__WRITTEN EXERCISE__
Pick out every line in the items below that contains the word "painted", and copy each one.

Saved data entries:
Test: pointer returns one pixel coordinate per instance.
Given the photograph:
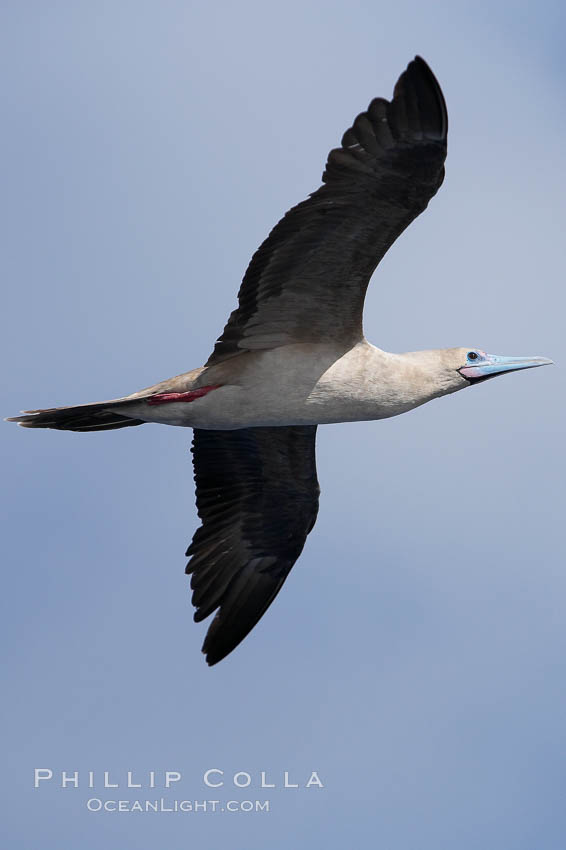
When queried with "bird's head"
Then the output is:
(475, 365)
(446, 370)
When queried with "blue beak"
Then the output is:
(491, 365)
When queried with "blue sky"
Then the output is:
(415, 657)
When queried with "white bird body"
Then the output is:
(305, 384)
(293, 356)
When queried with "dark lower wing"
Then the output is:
(257, 497)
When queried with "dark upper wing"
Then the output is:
(257, 497)
(307, 282)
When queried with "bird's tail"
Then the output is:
(101, 416)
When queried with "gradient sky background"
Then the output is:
(416, 656)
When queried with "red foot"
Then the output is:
(165, 398)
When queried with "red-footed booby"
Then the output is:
(293, 356)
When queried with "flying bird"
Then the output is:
(293, 356)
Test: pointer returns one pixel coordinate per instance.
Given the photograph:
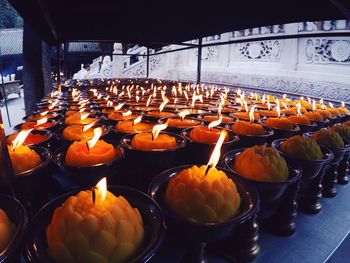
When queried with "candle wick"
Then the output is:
(207, 170)
(93, 193)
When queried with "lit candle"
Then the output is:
(248, 128)
(204, 194)
(207, 134)
(94, 226)
(22, 157)
(154, 140)
(280, 122)
(131, 126)
(86, 153)
(261, 163)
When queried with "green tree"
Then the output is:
(9, 18)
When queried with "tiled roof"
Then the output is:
(75, 47)
(11, 41)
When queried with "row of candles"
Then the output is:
(156, 126)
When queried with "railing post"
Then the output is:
(147, 63)
(199, 61)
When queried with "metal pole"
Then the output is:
(199, 61)
(3, 89)
(147, 65)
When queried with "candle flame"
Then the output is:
(215, 156)
(148, 101)
(97, 134)
(41, 121)
(245, 106)
(87, 127)
(119, 106)
(20, 138)
(101, 186)
(158, 128)
(161, 107)
(298, 105)
(251, 114)
(128, 113)
(184, 113)
(84, 116)
(137, 120)
(285, 106)
(215, 123)
(278, 108)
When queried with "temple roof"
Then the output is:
(11, 41)
(156, 21)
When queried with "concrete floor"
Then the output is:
(16, 112)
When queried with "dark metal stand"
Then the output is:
(199, 61)
(283, 222)
(343, 170)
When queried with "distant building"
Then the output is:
(11, 49)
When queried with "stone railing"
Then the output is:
(315, 66)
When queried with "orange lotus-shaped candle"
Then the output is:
(300, 120)
(204, 194)
(247, 128)
(78, 132)
(7, 230)
(154, 140)
(302, 148)
(204, 198)
(280, 123)
(22, 157)
(314, 116)
(37, 125)
(107, 229)
(261, 163)
(86, 153)
(131, 126)
(78, 118)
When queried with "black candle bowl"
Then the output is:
(56, 126)
(321, 124)
(28, 185)
(140, 166)
(153, 220)
(63, 141)
(279, 133)
(200, 153)
(307, 127)
(117, 136)
(311, 168)
(197, 233)
(90, 175)
(179, 129)
(222, 124)
(18, 216)
(338, 153)
(53, 116)
(251, 140)
(45, 156)
(48, 142)
(270, 193)
(154, 118)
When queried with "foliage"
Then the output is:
(9, 18)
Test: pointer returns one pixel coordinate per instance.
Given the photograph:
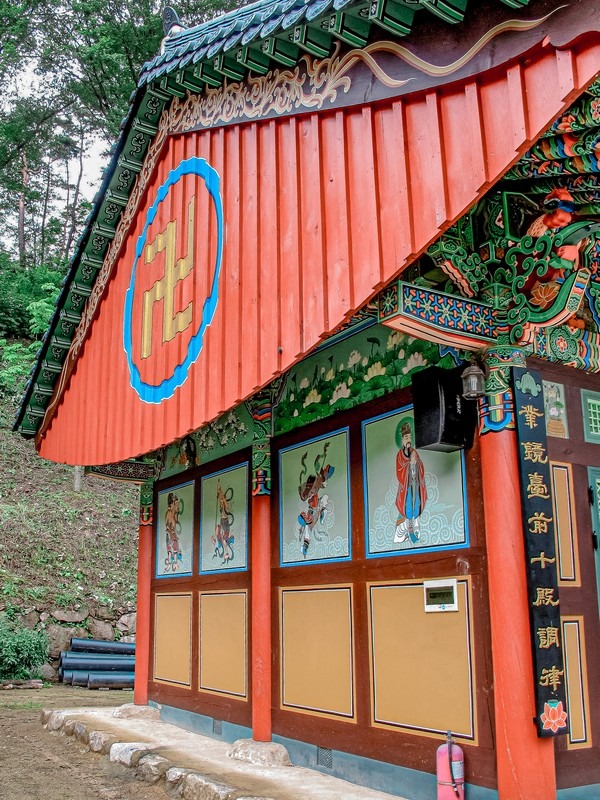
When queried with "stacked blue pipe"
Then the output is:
(98, 664)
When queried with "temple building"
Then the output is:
(337, 310)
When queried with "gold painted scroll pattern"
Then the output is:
(577, 685)
(565, 524)
(283, 91)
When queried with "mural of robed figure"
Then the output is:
(412, 492)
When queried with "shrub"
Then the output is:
(21, 650)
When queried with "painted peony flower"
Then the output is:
(554, 716)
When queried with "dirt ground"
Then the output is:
(38, 765)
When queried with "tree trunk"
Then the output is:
(77, 475)
(21, 221)
(72, 211)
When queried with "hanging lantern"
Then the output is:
(473, 379)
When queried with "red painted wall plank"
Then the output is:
(393, 178)
(320, 211)
(335, 210)
(289, 241)
(362, 204)
(269, 329)
(312, 320)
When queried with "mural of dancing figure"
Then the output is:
(223, 539)
(317, 506)
(412, 492)
(172, 532)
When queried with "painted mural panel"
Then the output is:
(414, 500)
(314, 493)
(224, 520)
(356, 369)
(555, 407)
(174, 531)
(227, 434)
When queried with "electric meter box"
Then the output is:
(440, 595)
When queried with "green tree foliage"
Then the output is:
(22, 650)
(68, 69)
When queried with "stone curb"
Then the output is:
(150, 766)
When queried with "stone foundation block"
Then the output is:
(152, 768)
(56, 720)
(128, 753)
(131, 711)
(101, 742)
(265, 754)
(200, 787)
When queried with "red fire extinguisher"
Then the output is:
(450, 770)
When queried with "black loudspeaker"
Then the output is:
(444, 420)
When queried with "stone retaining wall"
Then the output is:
(91, 621)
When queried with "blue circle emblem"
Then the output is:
(147, 392)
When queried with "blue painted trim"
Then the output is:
(412, 550)
(201, 724)
(409, 784)
(224, 570)
(179, 574)
(297, 446)
(147, 392)
(591, 792)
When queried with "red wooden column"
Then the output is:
(261, 618)
(525, 763)
(142, 636)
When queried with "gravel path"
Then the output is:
(38, 765)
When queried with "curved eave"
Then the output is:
(251, 40)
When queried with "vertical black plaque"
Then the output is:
(540, 554)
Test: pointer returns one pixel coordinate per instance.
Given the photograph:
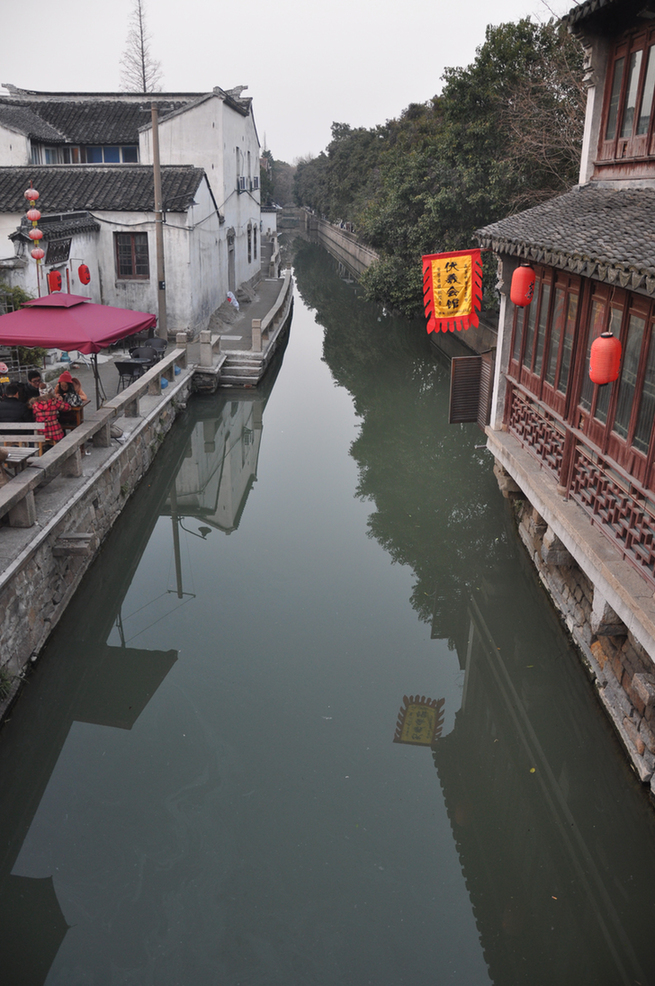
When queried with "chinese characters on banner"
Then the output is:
(452, 290)
(420, 720)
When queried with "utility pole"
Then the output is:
(162, 327)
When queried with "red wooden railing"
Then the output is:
(623, 510)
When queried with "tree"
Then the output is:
(504, 134)
(139, 71)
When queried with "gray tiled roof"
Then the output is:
(593, 231)
(58, 226)
(59, 121)
(117, 187)
(606, 10)
(22, 118)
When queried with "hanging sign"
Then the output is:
(452, 290)
(420, 720)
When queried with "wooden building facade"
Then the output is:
(591, 485)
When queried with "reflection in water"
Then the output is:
(213, 461)
(250, 820)
(534, 806)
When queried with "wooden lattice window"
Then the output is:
(132, 259)
(627, 126)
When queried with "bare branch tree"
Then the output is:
(139, 71)
(544, 119)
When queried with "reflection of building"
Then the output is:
(559, 891)
(220, 465)
(85, 680)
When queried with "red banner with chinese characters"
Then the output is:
(420, 720)
(452, 290)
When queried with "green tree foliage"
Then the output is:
(276, 181)
(504, 134)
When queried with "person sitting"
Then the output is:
(70, 390)
(33, 387)
(45, 410)
(11, 407)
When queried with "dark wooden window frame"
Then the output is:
(597, 427)
(632, 146)
(134, 264)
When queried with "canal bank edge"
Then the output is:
(605, 604)
(61, 539)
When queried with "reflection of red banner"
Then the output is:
(420, 720)
(452, 289)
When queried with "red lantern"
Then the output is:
(604, 359)
(54, 281)
(522, 288)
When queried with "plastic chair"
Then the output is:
(127, 373)
(144, 352)
(159, 345)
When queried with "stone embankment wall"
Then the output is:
(622, 669)
(73, 516)
(341, 243)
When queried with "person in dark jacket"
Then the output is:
(11, 408)
(34, 386)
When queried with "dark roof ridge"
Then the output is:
(599, 232)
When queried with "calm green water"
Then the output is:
(199, 784)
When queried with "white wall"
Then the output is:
(194, 278)
(206, 135)
(15, 149)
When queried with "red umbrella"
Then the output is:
(70, 321)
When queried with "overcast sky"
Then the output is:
(306, 64)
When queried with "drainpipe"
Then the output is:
(162, 327)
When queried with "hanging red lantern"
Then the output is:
(604, 359)
(54, 281)
(522, 288)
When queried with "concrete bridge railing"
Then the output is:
(275, 317)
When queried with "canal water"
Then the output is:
(206, 780)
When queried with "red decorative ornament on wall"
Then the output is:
(604, 359)
(522, 288)
(54, 280)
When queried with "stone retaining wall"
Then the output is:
(341, 243)
(38, 586)
(624, 673)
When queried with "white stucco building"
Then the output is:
(90, 157)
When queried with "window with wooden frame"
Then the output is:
(627, 126)
(132, 259)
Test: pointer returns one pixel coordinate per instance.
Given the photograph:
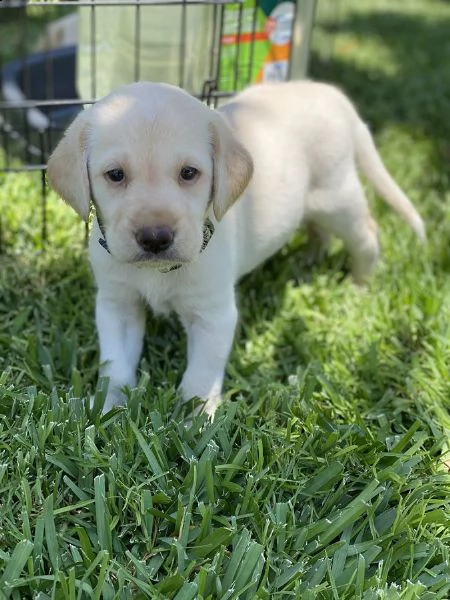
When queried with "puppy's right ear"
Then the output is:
(67, 167)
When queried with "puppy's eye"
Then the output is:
(115, 175)
(189, 173)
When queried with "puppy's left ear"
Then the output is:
(233, 166)
(67, 166)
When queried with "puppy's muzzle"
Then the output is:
(154, 239)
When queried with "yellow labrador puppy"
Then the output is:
(189, 199)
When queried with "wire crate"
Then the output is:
(58, 56)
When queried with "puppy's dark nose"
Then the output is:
(154, 239)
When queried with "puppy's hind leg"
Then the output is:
(348, 217)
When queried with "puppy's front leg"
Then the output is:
(210, 337)
(120, 324)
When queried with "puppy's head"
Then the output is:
(152, 159)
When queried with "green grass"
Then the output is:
(325, 475)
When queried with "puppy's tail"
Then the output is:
(372, 166)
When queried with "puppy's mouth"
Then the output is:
(162, 260)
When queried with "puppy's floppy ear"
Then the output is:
(67, 166)
(233, 166)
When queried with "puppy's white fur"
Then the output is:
(301, 141)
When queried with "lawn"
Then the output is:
(326, 473)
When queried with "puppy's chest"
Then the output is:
(162, 292)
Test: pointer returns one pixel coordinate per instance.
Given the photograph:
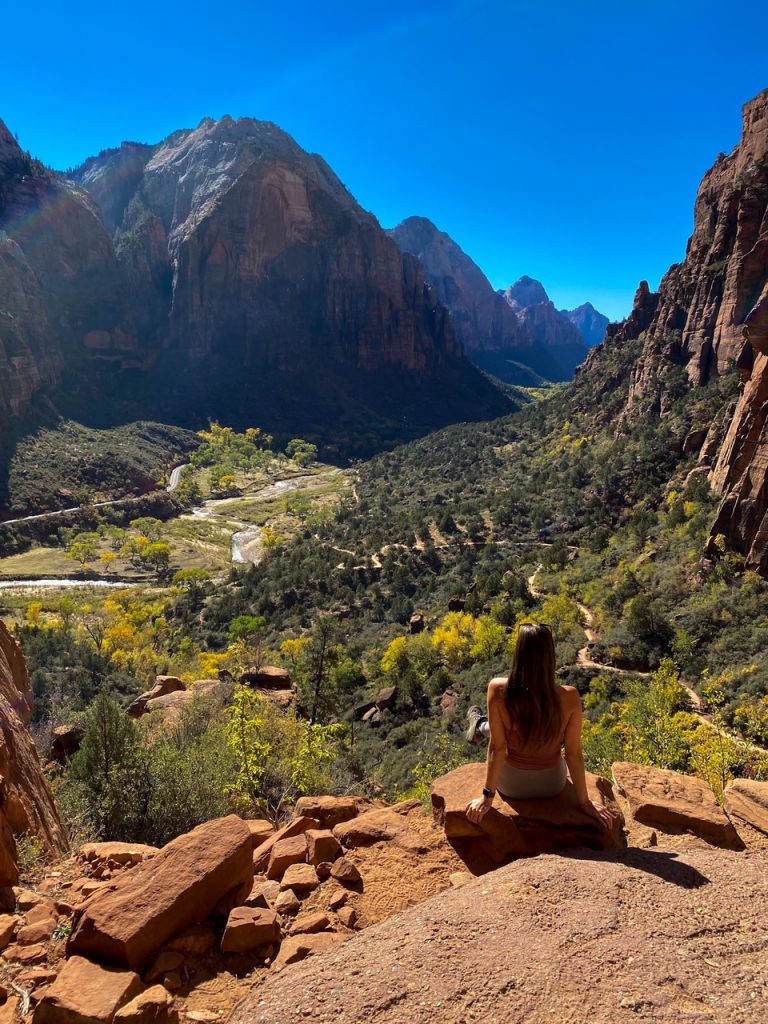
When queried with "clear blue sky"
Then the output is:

__REPLY__
When queried with "gold painted scroll pattern"
When queried with "painted peony flower"
When queried with "red painted wall plank"
When queried with "painted mural panel"
When queried with "blue painted trim"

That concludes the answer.